Report each line in the records below that contains the word "outline", copying every such line in full.

→ Task data:
********
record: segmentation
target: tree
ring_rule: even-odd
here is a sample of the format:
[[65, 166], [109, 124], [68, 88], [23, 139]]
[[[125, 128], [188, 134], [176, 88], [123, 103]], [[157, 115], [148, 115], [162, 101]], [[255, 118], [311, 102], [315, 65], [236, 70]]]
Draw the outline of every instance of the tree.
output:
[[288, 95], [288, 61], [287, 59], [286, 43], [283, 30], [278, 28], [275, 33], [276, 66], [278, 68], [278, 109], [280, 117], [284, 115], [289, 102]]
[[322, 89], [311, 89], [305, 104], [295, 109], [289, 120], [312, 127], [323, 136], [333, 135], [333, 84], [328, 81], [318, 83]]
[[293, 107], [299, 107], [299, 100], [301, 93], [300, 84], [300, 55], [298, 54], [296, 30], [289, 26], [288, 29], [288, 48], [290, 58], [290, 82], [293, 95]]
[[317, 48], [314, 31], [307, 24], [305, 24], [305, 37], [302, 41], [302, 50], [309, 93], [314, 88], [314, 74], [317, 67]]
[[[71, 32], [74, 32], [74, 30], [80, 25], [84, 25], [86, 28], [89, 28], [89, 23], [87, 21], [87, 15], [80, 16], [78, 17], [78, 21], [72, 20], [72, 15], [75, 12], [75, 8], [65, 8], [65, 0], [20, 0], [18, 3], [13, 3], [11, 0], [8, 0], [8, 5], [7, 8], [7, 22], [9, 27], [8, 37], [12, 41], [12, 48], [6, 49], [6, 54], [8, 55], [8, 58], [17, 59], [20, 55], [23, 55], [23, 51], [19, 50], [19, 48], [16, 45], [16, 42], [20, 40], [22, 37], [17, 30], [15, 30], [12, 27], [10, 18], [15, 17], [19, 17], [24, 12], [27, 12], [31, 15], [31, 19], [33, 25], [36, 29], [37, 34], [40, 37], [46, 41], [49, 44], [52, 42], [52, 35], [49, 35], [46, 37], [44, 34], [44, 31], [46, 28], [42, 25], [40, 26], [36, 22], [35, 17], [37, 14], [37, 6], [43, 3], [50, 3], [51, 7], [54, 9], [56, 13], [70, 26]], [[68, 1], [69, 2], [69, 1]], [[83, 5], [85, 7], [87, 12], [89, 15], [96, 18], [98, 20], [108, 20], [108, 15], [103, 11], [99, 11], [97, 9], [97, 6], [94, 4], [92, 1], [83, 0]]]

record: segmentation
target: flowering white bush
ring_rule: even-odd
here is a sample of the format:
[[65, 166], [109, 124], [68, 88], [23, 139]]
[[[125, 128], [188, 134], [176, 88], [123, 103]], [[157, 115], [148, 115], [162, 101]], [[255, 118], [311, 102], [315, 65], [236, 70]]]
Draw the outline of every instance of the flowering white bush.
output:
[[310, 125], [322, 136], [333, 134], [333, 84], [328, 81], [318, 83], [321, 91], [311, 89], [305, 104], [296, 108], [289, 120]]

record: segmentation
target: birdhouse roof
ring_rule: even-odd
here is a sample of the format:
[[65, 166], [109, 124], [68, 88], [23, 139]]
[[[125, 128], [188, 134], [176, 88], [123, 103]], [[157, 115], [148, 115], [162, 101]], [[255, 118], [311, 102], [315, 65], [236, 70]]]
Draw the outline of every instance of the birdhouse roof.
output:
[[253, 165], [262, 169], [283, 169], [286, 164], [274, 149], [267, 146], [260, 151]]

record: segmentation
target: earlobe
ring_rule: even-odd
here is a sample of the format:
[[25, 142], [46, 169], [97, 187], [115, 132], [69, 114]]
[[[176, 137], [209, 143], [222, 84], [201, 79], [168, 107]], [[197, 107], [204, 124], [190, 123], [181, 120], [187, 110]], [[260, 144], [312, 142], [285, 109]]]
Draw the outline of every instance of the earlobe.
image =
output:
********
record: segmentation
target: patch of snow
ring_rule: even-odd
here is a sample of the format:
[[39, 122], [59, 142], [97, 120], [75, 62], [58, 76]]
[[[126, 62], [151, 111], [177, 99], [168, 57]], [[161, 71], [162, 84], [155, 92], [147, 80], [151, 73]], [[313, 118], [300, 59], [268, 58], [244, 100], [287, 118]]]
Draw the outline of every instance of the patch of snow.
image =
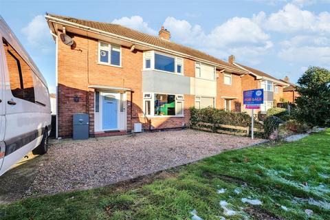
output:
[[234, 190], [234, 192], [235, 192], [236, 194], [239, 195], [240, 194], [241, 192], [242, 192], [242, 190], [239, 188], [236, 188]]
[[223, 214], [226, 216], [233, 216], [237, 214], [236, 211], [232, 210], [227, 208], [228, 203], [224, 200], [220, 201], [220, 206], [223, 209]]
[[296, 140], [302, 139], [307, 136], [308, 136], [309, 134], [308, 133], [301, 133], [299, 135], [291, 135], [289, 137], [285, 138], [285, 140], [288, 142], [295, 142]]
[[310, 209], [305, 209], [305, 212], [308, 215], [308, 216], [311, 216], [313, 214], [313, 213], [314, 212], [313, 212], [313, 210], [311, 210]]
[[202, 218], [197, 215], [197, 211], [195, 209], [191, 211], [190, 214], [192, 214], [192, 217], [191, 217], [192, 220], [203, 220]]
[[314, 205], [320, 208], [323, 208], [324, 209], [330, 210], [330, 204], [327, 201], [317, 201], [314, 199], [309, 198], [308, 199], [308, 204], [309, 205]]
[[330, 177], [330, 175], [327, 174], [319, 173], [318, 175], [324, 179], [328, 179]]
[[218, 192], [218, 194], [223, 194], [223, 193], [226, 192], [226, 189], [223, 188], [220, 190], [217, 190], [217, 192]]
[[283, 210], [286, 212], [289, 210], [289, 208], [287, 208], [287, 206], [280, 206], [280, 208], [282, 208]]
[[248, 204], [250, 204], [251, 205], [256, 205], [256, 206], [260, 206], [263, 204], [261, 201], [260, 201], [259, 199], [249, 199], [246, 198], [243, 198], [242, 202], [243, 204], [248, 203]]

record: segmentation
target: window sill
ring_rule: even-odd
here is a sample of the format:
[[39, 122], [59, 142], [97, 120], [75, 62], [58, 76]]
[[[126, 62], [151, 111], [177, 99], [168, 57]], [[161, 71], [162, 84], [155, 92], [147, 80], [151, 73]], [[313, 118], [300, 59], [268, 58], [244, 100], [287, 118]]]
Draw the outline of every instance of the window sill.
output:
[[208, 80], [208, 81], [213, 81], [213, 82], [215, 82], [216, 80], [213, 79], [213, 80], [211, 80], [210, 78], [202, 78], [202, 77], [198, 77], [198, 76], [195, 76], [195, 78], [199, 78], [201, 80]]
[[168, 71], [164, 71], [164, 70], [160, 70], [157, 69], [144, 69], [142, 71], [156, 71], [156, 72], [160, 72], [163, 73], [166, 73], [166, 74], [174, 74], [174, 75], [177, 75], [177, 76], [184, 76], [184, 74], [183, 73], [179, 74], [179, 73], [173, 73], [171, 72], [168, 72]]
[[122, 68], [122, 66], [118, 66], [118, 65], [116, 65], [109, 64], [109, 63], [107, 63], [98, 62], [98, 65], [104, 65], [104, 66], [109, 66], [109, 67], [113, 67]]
********
→ Response to the exercise:
Draw the outline of every instance of the tree.
Draw the outline of every instance of the flowering white bush.
Draw the outline of every instance of the birdhouse roof.
Draw the outline of every instance of the earlobe.
Draw the outline of every instance of the patch of snow.
Draw the outline of every instance of the window sill.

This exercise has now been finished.